# start of Selected excerpt

Sorting a list of Unicode strings?

53 views
Skip to first unread message

oli...@obeattie.com

unread,
Aug 19, 2007, 12:50:37 PM8/19/07
to
Hey Guys,

Maybe I'm missing something fundamental here, but if I have a list of
Unicode strings, and I want to sort these alphabetically, then it
places those that begin with unicode characters at the bottom. Is
there a way to avoid this, and make it sort them properly?

I'm sure that this is the "proper way" programatically with character
entities etc. - but when I have a list of countries, and I have Åland
Islands right at the bottom, it just doesn't look right.

Any help would be really appreciated.

Thanks,
Oliver

Stefan Behnel

unread,
Aug 19, 2007, 1:01:38 PM8/19/07
to oli...@obeattie.com
oli...@obeattie.com wrote:
> Hey Guys,

... and girls - maybe ...


> Maybe I'm missing something fundamental here, but if I have a list of
> Unicode strings, and I want to sort these alphabetically, then it
> places those that begin with unicode characters at the bottom.

That's because "Unicode" is more than one alphabet. unicode objects compare
based on the Unicode character value, so sort() does alike.

Stefan

oli...@obeattie.com

unread,
Aug 19, 2007, 1:05:16 PM8/19/07
to

Thanks for putting me right -- gals indeed!

Anyway, I know _why_ it does this, but I really do need it to sort
them correctly based on how humans would look at it.

Any ideas?

Alex Martelli

unread,
Aug 19, 2007, 2:09:42 PM8/19/07
to
oli...@obeattie.com <oli...@obeattie.com> wrote:
...
> > > Maybe I'm missing something fundamental here, but if I have a list of
> > > Unicode strings, and I want to sort these alphabetically, then it
> > > places those that begin with unicode characters at the bottom.
...

> Anyway, I know _why_ it does this, but I really do need it to sort
> them correctly based on how humans would look at it.

Depending on the nationality of those humans, you may need very
different sorting criteria; indeed, in some countries, different sorting
criteria apply to different use cases (such as sorting surnames versus
sorting book titles, etc; sorry, I don't recall specific examples, but
if you delve on sites about i18n issues you'll find some).

# end of Selected excerpt
# start of Data shown

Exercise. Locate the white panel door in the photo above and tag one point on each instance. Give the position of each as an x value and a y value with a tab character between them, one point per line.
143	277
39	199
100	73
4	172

# end of Data shown

**Objective A**
In the thread about sorting Unicode strings, what does Stefan say unicode objects are compared by?
**Objective B**
Carry on the thread about sorting Unicode strings, picking up right after its last sentence.
This data is separate from the thread about sorting Unicode strings.

**Right answer A**
They compare based on the Unicode character value.

**Right answer B**
In both Swedish and Danish, I believe, A-with-ring sorts AFTER the
letter Z in the alphabet; so, having Åaland (where I'm using Aa for
A-with-ring, since this newsreader has some problem in letting me enter
non-ascii characters;-) sort "right at the bottom", while it "doesn't
look right" to YOU (maybe an English-speaker?) may look right to the
inhabitants of that locality (be they Danes or Swedes -- but I believe
Norwegian may also work similarly in terms of sorting).

The Unicode consortium does define a standard collation algorithm (UCA)
and table (DUCET) to use when you need a locale-independent ordering; at
<http://jtauber.com/blog/2006/01/27/python_unicode_collation_algorithm>
you'll be able to obtain James Tauber's Python implementation of UCA, to
work with the DUCET found at
<http://jtauber.com/blog/2006/01/27/python_unicode_collation_algorithm>.

I suspect you won't like the collation order you obtain this way, but
you might start from there, subsetting and tweaking the DUCET into an
OUCET (Oliver Unicode Collation Element Table;-) that suits you better.

A simpler, rougher approach, if you think the "right" collation is
obtained by ignoring accents, diacritics, etc (even though the speakers
of many languages that include diacritics, &c, disagree;-) is to use the
key=coll argument in your sorting call, passing a function coll that
maps any Unicode string to what you _think_ it should be like for
sorting purposes. The .translate method of Unicode string objects may
help there: it takes a dict mapping Unicode ordinals to ordinals or
string (or None for characters you want to delete as part of the
translation).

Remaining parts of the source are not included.